• **The input**
|---|

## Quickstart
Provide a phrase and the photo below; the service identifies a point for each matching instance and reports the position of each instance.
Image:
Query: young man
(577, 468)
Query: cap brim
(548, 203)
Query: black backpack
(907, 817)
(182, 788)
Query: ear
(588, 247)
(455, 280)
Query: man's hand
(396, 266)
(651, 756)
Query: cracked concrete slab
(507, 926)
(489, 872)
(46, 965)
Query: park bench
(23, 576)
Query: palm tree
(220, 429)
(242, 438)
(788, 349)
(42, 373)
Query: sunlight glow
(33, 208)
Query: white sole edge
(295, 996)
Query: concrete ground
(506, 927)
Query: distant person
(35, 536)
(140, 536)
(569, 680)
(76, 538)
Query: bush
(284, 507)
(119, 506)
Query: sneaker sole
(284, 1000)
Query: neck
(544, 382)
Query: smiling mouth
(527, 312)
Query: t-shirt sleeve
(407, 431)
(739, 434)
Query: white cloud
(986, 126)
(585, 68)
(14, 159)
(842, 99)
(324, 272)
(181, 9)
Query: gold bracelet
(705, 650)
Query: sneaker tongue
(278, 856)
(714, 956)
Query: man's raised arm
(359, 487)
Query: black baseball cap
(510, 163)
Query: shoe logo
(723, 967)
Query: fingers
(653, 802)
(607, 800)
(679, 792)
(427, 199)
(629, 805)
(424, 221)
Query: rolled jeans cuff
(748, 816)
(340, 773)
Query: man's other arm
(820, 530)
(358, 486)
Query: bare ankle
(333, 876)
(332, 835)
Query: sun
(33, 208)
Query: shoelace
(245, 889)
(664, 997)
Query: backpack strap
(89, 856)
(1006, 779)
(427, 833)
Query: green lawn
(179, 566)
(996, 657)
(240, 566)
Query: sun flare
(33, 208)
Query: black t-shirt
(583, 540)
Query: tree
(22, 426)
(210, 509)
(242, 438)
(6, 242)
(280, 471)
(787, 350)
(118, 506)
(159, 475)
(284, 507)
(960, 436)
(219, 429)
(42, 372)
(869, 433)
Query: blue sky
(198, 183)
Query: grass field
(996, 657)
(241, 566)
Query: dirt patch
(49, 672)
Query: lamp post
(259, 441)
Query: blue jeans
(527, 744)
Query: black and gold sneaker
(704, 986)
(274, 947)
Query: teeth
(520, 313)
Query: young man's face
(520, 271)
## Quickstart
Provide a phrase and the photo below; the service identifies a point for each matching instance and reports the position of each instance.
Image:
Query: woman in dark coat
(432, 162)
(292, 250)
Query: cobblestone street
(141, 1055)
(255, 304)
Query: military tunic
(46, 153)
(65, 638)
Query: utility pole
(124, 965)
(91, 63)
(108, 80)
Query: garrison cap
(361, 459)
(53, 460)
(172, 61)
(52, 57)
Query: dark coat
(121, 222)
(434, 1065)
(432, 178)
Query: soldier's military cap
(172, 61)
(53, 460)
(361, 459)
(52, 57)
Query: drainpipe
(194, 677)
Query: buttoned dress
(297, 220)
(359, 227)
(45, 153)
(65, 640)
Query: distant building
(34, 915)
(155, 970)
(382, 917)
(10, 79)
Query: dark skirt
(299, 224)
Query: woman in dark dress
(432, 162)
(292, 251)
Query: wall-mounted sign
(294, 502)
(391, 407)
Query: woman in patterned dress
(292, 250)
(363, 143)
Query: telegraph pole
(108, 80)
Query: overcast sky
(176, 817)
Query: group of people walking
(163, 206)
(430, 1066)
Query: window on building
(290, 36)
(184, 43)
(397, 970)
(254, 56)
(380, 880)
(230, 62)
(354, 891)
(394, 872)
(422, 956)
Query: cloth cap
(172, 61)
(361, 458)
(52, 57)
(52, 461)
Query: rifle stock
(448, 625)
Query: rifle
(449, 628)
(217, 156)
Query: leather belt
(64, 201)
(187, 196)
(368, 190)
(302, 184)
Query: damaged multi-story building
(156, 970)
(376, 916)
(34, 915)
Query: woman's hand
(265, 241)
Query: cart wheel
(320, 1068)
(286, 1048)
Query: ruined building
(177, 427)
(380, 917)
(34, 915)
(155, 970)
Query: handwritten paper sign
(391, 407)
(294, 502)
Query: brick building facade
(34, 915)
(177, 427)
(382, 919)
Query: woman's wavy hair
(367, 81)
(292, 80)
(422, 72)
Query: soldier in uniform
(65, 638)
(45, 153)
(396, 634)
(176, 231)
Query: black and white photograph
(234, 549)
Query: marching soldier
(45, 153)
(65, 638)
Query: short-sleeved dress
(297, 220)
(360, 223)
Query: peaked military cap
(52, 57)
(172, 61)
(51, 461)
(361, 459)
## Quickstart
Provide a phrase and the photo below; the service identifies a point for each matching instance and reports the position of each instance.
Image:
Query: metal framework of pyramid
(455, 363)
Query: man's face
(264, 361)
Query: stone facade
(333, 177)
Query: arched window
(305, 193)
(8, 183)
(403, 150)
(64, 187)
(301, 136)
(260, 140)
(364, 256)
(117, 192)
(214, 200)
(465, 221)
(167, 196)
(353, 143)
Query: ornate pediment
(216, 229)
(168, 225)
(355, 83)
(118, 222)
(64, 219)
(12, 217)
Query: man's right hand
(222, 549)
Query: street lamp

|---|

Word for word, copy all of the listing above.

## Quickstart
Provide a phrase and the photo below; the service identifies a point for each matching instance and reports the position of each instance.
Image:
Query: young man
(577, 468)
Query: cap brim
(548, 203)
Query: black backpack
(907, 817)
(182, 788)
Query: ear
(588, 247)
(455, 280)
Query: man's hand
(396, 266)
(651, 756)
Query: cracked concrete slab
(507, 926)
(489, 872)
(46, 965)
Query: park bench
(23, 576)
Query: palm tree
(220, 429)
(242, 438)
(788, 349)
(42, 373)
Query: sunlight glow
(33, 208)
Query: white sole edge
(295, 996)
Query: concrete ground
(506, 927)
Query: distant person
(35, 536)
(140, 536)
(569, 680)
(76, 538)
Query: bush
(284, 507)
(119, 506)
Query: sneaker sole
(284, 1000)
Query: neck
(544, 382)
Query: smiling mouth
(527, 312)
Query: t-shirt sleeve
(407, 431)
(739, 434)
Query: white cloud
(986, 126)
(585, 68)
(14, 159)
(842, 99)
(324, 272)
(181, 9)
Query: gold bracelet
(705, 650)
Query: sneaker tongue
(278, 856)
(714, 956)
Query: man's raised arm
(359, 487)
Query: black baseball cap
(510, 163)
Query: shoe logo
(723, 967)
Query: fingers
(653, 802)
(607, 800)
(679, 792)
(427, 199)
(629, 805)
(424, 221)
Query: rolled jeans cuff
(748, 816)
(340, 773)
Query: man's other arm
(820, 530)
(358, 486)
Query: bare ankle
(333, 876)
(332, 835)
Query: sun
(33, 208)
Query: shoelace
(245, 889)
(664, 997)
Query: backpack strap
(89, 856)
(1006, 779)
(427, 833)
Query: green lawn
(179, 566)
(996, 657)
(240, 566)
Query: sun flare
(33, 208)
Query: black t-shirt
(583, 540)
Query: tree
(22, 426)
(210, 509)
(242, 438)
(6, 242)
(280, 471)
(787, 350)
(118, 506)
(159, 475)
(284, 507)
(960, 436)
(219, 429)
(42, 372)
(869, 433)
Query: blue sky
(198, 183)
Query: grass field
(996, 657)
(241, 566)
Query: dirt patch
(49, 672)
Query: lamp post
(259, 441)
Query: blue jeans
(527, 744)
Query: black and gold sneaker
(704, 986)
(274, 947)
Query: teeth
(520, 313)
Query: young man's face
(520, 271)
## Quickstart
Provide a phrase and the photo below; the service identifies a point for each matching instance and reports the position of each instance.
Image:
Query: woman in dark coat
(432, 162)
(292, 250)
Query: cobblestone street
(141, 1055)
(255, 304)
Query: military tunic
(46, 153)
(65, 638)
Query: utility pole
(124, 965)
(91, 63)
(108, 80)
Query: garrison cap
(361, 459)
(53, 460)
(172, 61)
(52, 57)
Query: dark coat
(121, 222)
(434, 1065)
(432, 178)
Query: soldier's military cap
(172, 61)
(53, 460)
(361, 459)
(52, 57)
Query: drainpipe
(194, 677)
Query: buttoned dress
(297, 220)
(359, 227)
(45, 153)
(65, 640)
Query: distant building
(34, 915)
(155, 970)
(382, 917)
(10, 79)
Query: dark skirt
(299, 224)
Query: woman in dark dress
(432, 162)
(292, 251)
Query: wall-mounted sign
(294, 502)
(391, 407)
Query: woman in patterned dress
(292, 250)
(363, 143)
Query: telegraph pole
(108, 80)
Query: overcast sky
(176, 817)
Query: group of people walking
(163, 206)
(430, 1066)
Query: window on building
(290, 36)
(184, 43)
(397, 970)
(254, 56)
(380, 880)
(230, 62)
(354, 891)
(394, 872)
(422, 956)
Query: cloth cap
(172, 61)
(361, 458)
(52, 57)
(52, 461)
Query: rifle stock
(448, 625)
Query: rifle
(449, 628)
(217, 156)
Query: leather belt
(64, 201)
(187, 196)
(368, 190)
(302, 184)
Query: damaged multi-story building
(156, 970)
(376, 916)
(34, 915)
Query: woman's hand
(265, 241)
Query: cart wheel
(320, 1068)
(286, 1048)
Query: ruined building
(177, 427)
(380, 917)
(34, 915)
(155, 970)
Query: handwritten paper sign
(391, 407)
(294, 502)
Query: brick building facade
(34, 915)
(177, 427)
(382, 919)
Query: woman's wavy hair
(367, 81)
(292, 80)
(422, 72)
Query: soldier in uniform
(65, 638)
(45, 153)
(396, 634)
(176, 231)
Query: black and white photograph
(234, 549)
Query: marching soldier
(45, 153)
(65, 638)
Query: short-sleeved dress
(297, 220)
(360, 223)
Query: peaked military cap
(52, 57)
(172, 61)
(51, 461)
(361, 459)
## Quickstart
Provide a phrase and the photo below; the service identifies a point for each matching instance and reports the position of each instance.
Image:
Query: metal framework of pyramid
(455, 363)
Query: man's face
(264, 361)
Query: stone facade
(333, 177)
Query: arched window
(305, 193)
(8, 183)
(403, 150)
(64, 187)
(301, 136)
(260, 140)
(364, 256)
(117, 192)
(214, 200)
(465, 221)
(167, 196)
(353, 143)
Query: ornate pediment
(216, 229)
(168, 225)
(355, 83)
(118, 222)
(64, 219)
(12, 217)
Query: man's right hand
(222, 549)
Query: street lamp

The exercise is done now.